TASK DATA:
>>>
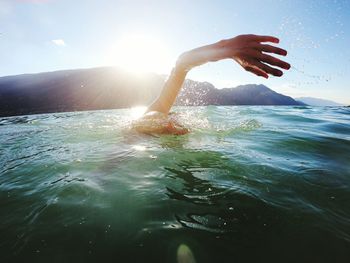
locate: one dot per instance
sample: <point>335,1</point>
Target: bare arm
<point>246,50</point>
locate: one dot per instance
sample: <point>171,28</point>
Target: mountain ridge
<point>111,88</point>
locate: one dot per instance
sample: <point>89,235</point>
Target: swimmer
<point>250,51</point>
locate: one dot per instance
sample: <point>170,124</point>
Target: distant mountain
<point>204,93</point>
<point>111,88</point>
<point>317,102</point>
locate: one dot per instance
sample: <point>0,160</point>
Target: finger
<point>267,68</point>
<point>267,39</point>
<point>271,49</point>
<point>257,71</point>
<point>274,61</point>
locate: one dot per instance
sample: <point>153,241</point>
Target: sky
<<<
ACTION ITEM:
Each line from the one with "sample: <point>89,235</point>" through the last line of the records must be written out word for word. Include nothing else.

ANSWER:
sample: <point>89,235</point>
Target: swimmer
<point>250,51</point>
locate: one dot per instance
sample: <point>170,124</point>
Target: distant mountain
<point>204,93</point>
<point>111,88</point>
<point>317,102</point>
locate: one dot per instance
sample: <point>0,160</point>
Target: finger
<point>267,68</point>
<point>267,39</point>
<point>271,49</point>
<point>257,71</point>
<point>274,61</point>
locate: one dot per instance
sample: <point>153,241</point>
Target: sky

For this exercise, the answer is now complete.